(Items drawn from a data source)
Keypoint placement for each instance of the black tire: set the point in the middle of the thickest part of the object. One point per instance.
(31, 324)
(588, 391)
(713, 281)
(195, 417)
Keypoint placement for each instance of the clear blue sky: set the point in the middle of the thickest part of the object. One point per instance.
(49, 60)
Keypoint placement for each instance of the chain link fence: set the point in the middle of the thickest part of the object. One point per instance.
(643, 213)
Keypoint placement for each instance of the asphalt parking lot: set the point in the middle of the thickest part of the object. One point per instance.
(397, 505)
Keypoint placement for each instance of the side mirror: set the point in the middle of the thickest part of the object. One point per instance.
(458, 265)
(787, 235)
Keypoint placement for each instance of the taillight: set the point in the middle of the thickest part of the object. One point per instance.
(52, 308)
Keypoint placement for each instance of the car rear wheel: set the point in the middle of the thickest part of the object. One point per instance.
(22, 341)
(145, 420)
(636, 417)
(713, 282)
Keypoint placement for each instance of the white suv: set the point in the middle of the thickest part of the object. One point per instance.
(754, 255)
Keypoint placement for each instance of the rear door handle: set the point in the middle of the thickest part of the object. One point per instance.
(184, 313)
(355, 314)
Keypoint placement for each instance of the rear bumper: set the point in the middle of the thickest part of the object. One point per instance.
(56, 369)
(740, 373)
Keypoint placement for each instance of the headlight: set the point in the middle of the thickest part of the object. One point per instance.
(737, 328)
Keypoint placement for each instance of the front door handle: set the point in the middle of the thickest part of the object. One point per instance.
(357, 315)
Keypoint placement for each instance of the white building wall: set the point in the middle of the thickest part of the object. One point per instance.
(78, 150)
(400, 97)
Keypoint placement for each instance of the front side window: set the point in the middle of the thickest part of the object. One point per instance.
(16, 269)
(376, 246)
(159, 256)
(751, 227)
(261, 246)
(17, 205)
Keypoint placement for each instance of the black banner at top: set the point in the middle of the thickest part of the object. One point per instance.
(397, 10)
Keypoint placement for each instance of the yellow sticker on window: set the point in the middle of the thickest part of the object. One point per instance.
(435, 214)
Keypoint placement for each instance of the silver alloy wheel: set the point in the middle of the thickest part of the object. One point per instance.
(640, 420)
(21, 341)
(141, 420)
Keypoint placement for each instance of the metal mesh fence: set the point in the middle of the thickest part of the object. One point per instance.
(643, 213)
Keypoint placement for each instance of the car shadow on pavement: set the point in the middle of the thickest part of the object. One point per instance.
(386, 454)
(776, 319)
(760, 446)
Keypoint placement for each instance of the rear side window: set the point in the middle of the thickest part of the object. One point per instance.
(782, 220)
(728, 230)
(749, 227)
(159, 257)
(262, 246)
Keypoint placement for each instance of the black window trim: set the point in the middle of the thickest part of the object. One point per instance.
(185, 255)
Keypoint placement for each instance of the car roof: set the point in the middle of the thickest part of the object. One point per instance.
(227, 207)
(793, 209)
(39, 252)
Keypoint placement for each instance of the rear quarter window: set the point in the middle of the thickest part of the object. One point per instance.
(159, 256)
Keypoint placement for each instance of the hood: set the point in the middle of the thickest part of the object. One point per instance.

DIRECTIONS =>
Put each line of the material above into a numbered list, and skip any blank lines.

FULL SOLUTION =>
1. Keypoint placement for each instance of the black tire: set the point in the middle of the thickest part of the object. One point per instance.
2. (31, 324)
3. (588, 391)
4. (713, 281)
5. (195, 417)
6. Keypoint placement for each instance of the clear blue sky: set the point in the middle of the thickest part of the object. One point per instance.
7. (49, 60)
8. Keypoint placement for each instance of the chain link fence: set the point in the middle of the thickest part of the object. One point per instance.
9. (643, 213)
10. Keypoint placement for each instance of the asphalt parking lot: set the point in the middle of the thickest part of the object. One point per instance.
11. (397, 505)
12. Keypoint placement for each instance of the side mirror: set the point in the middle of the thickest part of the object. One point per instance.
13. (458, 265)
14. (787, 235)
15. Keypoint placement for each instance of the taillight: set the point in the middle of the thickest part of the object. One point per instance.
16. (52, 308)
17. Keypoint placement for each instance of the car rear wheel: set the point in the middle of the thickest part of the object. One point per instance.
18. (22, 341)
19. (145, 420)
20. (636, 417)
21. (713, 282)
22. Keypoint placement for each instance of the white suv: set the point in the middle of the thickest part of the object. One point per instance.
23. (754, 255)
24. Keypoint placement for each instance of the rear door handle: set the point in the middle of the thickest part of the object. One point per instance.
25. (184, 313)
26. (355, 314)
27. Keypoint placement for each instance of the rear bumper: set the point in the middle of the thickest part of the object. One point per instance.
28. (56, 369)
29. (740, 373)
30. Keypoint placement for each instance of the headlight: set the point in the middle of the thickest part of the object. One point per instance.
31. (737, 328)
32. Keypoint placement for each instance of the front door handle: set the point in the middle of the thickest part of the object. One point per instance.
33. (357, 315)
34. Keypoint placement for each instance of the white building wall: set the point in the middle of the thickest part of the object. One point per instance.
35. (78, 150)
36. (400, 97)
37. Keypoint placement for each instance of the front side window: set the point in the middle of the thickest part of the object. One point per instance.
38. (16, 269)
39. (376, 246)
40. (159, 256)
41. (751, 227)
42. (261, 246)
43. (17, 205)
44. Keypoint placement for each instance of the black banner at top: set the point in the middle of the thickest part of the object. One point per instance.
45. (397, 10)
46. Keypoint placement for each instance of the yellow sticker on window: set the point in the middle of the thickest part of the object. One point per instance.
47. (435, 214)
48. Keypoint placement for each instance of the silver alloy wheel: set the point in the middle of the thickest part of the object. One point per instance.
49. (640, 420)
50. (21, 341)
51. (141, 420)
52. Keypoint placement for each instance of the metal mesh fence: set the point in the middle of the thickest part of the object. One point per instance.
53. (643, 213)
54. Keypoint placement for each instance of the car shadow on pavement: set the point in the middle of the thickest part of the object. One point per instance.
55. (386, 454)
56. (776, 319)
57. (760, 446)
58. Keypoint placement for each instance of the rear side window: set the point in the middle of the thickest part of the object. One point per instance.
59. (782, 220)
60. (728, 230)
61. (749, 227)
62. (159, 257)
63. (262, 246)
64. Keypoint placement for each instance of the black window trim: set the point in the middle of the thickest part of the object. One point per instance.
65. (185, 255)
66. Keypoint placement for each instance of the car roof: set the point in the middle of the thickest part of the object. One point per instance.
67. (227, 207)
68. (793, 209)
69. (39, 252)
70. Keypoint placement for each instance of the rear quarter window: set the point in the middle of the thickest part of the object. One point per instance.
71. (159, 256)
72. Keypoint placement for each instance of the hood: set the point in the middle of the thickest part of the object. One point per instance.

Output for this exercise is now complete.